→ **Tugas Anda**: Salin dengan tepat bagian teks tentang kegiatan INISIASI yang terletak di antara "Namun perjuangan belum" dan "kakak-kakak yang terkutuk.", termasuk kedua batas tersebut.

→ **Teks Bacaan**:
==*==

Namun perjuangan belum usai…setelah acara perkenalan di kantin tersebut, akan ada rangakaian kegiatan ospek jurusan yang disebut INISIASI. Saya lupa jumlah pasti mahasiswa/i yang mengikuti inisisai, kalau tidak salah 40 orang lebih karena ada yang tidak ikut dan ada juga yang mengundurkan diri menjadi mahasiswa Antropologi. Kegiatan INISIASI ini benar-benar melatih kebersamaan. Kami satu angkatan harus berangkat bersama dari gerbang sampai kampus FISIP selama kurang lebih 1 bulan. Menggunakan baju kotak-kotak dan celana PDL sambil membawa katu bakar yang dibeli di “Toko Yanto”. Tiap melewati kantin diteriaki, “Siapaaaa kaliaaaaan??!!”, lalu kami menjawab serentak “Pemula HUMAN!!!”. Sambil kadang kakak-kakak angkakatan iseng. Apalagi terhadap maba-maba yang bening dan kece. Untung saya mah kucel and the kummel jadi aman dari gangguan kakak-kakak yang terkutuk.
Selama masa inisiasi kami juga melakukan latihan menari dan semacam cabaret yang akan ditampikan pada acara malam puncak INISIASI. Latihannya tiap sore sampai malam hari, dingin, hujan, lelah, dihajar teruus... Tersiksaaaa banget rasanya, mau kuliah di UNPAD aja kok ribet amat prosesnya. Paling sebel kalau “sawasta” sudah datang. Biasanya mereka ngacak-ngacak acara latihan. Ngebully maba dengan bebasnya. Untung sih dulu belum tenar tuh istilang bully membully. Tapi kegiatan tersebut benar-benar menguji kekompakan angkatan dan semangat juang yang tinggi.
Singkat cerita, acara puncak INISIASI pun berlangsung di Kiarapayung. Kami menari dan bernyayi mengelilingi api ungun . Pada penampilan tersebut ada yang berperan sebagai hanoman, yang akhirnya sang pelaku dipanggil dengan sebutan “Goku”. Saat tampil muka kami dicoreng moreng menggunakan bedak saripohaci. Bedak padat bulat-bulat yang harus dicairkan dulu penggunaannya. Pada saat dibalurkan ke wajah, rasanya memang nyeess adem. Tapi setelah kering, wajah berasa berat. Kala itu kami tidak tahu bagaimana penampakan muka yang sesungguhnya karena kaca tak tersedia. Melihat muka teman pun tidak berani tertawa. Kalau mau diceritakan lebih panjang lagi ga sangguuuup…sungguh perjuangan yang luar biasa. Sampai-sampai ada teman yang berteriak “Si Sum mau pulaaaaaang….!!”.

==*==

→ **Data Tersimpan**:
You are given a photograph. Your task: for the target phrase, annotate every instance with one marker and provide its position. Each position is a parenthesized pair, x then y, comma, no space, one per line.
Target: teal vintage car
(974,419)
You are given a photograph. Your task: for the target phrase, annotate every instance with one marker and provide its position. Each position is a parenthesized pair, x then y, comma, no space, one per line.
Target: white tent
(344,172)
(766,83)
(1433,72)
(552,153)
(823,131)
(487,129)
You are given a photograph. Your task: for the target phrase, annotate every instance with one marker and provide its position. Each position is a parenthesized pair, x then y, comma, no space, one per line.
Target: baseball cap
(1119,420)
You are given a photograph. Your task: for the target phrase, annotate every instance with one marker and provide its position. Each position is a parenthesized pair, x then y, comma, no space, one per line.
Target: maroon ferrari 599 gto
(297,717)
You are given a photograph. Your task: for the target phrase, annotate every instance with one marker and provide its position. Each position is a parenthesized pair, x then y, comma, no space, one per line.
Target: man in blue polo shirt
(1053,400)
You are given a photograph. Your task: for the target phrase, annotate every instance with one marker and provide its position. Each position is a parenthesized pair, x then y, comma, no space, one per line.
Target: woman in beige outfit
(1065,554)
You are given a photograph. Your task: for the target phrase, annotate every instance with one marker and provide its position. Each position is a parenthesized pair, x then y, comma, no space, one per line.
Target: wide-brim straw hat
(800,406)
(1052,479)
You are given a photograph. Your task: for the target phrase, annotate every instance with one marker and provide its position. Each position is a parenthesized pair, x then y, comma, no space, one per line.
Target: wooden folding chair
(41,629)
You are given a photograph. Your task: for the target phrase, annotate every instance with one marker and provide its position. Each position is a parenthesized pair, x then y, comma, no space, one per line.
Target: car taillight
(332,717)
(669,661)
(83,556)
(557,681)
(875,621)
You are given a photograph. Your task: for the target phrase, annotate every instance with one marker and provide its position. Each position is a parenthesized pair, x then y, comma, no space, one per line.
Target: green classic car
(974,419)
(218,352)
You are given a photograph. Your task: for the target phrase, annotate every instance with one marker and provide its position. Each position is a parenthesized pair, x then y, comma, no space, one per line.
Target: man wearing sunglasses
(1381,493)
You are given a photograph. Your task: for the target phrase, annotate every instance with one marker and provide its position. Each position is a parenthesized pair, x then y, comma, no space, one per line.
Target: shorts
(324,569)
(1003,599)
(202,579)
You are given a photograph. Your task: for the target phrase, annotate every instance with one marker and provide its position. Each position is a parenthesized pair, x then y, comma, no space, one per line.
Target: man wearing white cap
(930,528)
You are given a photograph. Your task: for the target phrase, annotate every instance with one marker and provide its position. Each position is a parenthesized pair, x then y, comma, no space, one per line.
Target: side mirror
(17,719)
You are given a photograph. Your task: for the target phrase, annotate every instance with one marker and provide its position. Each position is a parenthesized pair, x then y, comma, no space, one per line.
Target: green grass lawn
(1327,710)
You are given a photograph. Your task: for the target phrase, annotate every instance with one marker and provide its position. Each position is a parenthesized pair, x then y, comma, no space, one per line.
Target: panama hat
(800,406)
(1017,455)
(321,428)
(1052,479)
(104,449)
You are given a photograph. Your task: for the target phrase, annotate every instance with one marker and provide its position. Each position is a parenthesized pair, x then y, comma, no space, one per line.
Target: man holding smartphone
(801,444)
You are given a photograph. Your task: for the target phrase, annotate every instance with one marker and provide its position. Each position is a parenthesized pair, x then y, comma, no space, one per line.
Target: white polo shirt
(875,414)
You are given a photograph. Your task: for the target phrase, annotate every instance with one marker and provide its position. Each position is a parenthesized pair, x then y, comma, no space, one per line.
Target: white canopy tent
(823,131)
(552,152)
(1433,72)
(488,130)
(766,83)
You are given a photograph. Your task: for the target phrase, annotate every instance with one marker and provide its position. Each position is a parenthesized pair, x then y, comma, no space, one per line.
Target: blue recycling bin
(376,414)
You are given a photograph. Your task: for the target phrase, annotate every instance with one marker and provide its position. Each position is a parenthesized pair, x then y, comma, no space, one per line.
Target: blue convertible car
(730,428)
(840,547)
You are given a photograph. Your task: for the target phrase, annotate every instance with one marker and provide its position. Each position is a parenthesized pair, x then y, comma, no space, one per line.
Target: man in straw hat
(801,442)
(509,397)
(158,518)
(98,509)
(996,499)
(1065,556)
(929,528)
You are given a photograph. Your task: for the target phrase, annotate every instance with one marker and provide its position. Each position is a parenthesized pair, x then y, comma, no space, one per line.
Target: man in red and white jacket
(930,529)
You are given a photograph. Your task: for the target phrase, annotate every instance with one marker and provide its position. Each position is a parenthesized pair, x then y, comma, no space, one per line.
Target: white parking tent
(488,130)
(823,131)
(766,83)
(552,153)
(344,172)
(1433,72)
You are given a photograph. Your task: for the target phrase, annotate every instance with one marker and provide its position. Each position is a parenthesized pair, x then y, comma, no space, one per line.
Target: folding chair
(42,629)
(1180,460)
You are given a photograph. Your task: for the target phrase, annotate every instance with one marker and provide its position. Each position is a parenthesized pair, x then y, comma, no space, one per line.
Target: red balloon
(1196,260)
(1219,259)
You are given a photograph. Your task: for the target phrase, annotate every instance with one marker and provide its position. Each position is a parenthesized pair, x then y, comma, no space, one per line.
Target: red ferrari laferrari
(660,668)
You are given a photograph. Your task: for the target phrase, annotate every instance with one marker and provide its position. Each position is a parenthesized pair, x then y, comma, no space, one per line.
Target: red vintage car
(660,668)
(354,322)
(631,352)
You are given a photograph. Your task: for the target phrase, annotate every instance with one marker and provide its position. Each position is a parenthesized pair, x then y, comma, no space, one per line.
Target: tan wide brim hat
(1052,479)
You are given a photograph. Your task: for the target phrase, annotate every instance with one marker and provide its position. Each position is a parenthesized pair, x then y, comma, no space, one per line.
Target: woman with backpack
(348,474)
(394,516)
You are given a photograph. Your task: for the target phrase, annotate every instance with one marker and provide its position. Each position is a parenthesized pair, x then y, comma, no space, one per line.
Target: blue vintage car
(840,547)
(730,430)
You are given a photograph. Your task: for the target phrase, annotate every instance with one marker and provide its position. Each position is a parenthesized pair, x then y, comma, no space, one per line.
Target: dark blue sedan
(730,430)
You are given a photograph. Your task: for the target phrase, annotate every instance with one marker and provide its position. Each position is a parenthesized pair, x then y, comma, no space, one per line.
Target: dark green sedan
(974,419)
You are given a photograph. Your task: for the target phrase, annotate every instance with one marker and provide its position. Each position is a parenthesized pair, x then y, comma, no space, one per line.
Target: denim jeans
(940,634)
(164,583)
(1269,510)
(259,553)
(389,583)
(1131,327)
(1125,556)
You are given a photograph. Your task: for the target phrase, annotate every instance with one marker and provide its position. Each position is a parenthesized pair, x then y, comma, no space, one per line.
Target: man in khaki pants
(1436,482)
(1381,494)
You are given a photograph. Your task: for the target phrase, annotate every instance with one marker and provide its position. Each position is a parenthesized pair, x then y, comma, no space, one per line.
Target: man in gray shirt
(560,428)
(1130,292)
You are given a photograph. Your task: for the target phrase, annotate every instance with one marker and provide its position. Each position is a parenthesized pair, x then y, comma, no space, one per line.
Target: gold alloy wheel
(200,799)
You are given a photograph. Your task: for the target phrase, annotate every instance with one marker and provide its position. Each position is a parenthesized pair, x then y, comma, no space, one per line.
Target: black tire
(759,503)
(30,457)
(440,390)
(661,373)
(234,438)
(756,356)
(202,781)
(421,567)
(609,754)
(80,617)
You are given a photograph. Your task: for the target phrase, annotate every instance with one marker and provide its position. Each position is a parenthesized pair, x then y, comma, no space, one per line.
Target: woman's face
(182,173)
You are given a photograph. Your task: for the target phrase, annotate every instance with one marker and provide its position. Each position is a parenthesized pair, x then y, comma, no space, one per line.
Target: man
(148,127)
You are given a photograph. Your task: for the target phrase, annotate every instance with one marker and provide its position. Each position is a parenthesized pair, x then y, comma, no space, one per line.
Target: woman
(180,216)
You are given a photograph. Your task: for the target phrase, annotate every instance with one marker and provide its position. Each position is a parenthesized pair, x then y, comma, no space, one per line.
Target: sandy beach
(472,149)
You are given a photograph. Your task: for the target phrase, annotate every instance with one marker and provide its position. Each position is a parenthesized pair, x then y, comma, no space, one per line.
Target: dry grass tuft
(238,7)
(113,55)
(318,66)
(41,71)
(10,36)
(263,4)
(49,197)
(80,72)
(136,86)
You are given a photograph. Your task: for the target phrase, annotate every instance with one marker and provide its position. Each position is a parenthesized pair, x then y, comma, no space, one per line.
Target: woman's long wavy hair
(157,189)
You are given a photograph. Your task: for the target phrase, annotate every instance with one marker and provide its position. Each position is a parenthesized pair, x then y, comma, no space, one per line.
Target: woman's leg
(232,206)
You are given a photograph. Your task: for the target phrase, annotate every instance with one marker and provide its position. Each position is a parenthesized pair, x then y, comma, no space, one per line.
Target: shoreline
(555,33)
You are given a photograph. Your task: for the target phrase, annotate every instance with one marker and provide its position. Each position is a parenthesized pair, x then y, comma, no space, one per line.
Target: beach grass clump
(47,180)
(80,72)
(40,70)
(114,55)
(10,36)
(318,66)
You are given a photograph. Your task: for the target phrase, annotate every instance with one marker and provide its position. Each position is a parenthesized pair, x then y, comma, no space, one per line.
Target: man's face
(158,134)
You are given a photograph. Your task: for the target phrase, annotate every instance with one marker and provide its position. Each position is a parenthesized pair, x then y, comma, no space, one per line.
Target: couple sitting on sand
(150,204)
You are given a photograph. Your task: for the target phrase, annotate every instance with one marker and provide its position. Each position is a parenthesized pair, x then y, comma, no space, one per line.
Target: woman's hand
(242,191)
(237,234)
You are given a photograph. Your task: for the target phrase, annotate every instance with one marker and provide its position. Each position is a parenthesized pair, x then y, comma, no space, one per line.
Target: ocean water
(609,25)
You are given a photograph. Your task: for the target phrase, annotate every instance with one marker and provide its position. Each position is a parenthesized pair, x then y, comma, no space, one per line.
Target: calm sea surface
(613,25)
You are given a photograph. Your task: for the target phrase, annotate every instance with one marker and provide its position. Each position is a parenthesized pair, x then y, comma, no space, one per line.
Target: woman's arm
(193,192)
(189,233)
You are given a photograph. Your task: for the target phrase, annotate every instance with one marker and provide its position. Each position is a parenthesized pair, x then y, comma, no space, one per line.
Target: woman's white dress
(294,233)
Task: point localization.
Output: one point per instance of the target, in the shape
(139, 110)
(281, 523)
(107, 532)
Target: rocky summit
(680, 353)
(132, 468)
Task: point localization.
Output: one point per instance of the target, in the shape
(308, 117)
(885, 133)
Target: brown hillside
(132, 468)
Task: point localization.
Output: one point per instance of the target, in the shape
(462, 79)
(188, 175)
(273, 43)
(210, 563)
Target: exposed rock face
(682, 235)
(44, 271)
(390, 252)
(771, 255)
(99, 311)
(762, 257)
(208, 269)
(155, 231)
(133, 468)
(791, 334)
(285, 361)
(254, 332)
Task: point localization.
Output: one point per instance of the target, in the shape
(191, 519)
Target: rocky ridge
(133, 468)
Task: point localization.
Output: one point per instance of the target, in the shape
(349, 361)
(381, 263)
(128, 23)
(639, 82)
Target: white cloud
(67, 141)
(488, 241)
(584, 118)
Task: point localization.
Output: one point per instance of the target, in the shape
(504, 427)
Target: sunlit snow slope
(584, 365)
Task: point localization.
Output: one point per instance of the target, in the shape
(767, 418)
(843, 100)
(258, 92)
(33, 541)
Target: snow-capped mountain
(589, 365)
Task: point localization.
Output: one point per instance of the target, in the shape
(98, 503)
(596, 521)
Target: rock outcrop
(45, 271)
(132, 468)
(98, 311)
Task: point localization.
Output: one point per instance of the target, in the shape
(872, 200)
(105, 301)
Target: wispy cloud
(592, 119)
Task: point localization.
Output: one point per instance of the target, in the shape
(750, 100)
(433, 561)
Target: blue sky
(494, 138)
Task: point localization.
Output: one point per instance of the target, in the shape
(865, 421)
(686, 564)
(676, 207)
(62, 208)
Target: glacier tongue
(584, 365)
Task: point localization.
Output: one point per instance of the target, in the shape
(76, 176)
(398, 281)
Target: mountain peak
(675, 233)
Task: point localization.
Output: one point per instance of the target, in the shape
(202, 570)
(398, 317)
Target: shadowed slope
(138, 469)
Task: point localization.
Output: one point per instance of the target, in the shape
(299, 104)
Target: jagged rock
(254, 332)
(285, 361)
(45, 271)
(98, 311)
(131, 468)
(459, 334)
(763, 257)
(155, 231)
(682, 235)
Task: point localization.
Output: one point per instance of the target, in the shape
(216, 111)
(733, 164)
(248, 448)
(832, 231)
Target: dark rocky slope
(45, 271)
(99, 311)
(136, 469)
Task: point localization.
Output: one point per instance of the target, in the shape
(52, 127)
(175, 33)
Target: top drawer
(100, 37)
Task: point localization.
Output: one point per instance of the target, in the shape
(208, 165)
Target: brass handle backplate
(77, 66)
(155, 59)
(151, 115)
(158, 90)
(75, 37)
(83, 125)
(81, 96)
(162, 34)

==*==

→ **Hasil Latihan**:
Namun perjuangan belum usai…setelah acara perkenalan di kantin tersebut, akan ada rangakaian kegiatan ospek jurusan yang disebut INISIASI. Saya lupa jumlah pasti mahasiswa/i yang mengikuti inisisai, kalau tidak salah 40 orang lebih karena ada yang tidak ikut dan ada juga yang mengundurkan diri menjadi mahasiswa Antropologi. Kegiatan INISIASI ini benar-benar melatih kebersamaan. Kami satu angkatan harus berangkat bersama dari gerbang sampai kampus FISIP selama kurang lebih 1 bulan. Menggunakan baju kotak-kotak dan celana PDL sambil membawa katu bakar yang dibeli di “Toko Yanto”. Tiap melewati kantin diteriaki, “Siapaaaa kaliaaaaan??!!”, lalu kami menjawab serentak “Pemula HUMAN!!!”. Sambil kadang kakak-kakak angkakatan iseng. Apalagi terhadap maba-maba yang bening dan kece. Untung saya mah kucel and the kummel jadi aman dari gangguan kakak-kakak yang terkutuk.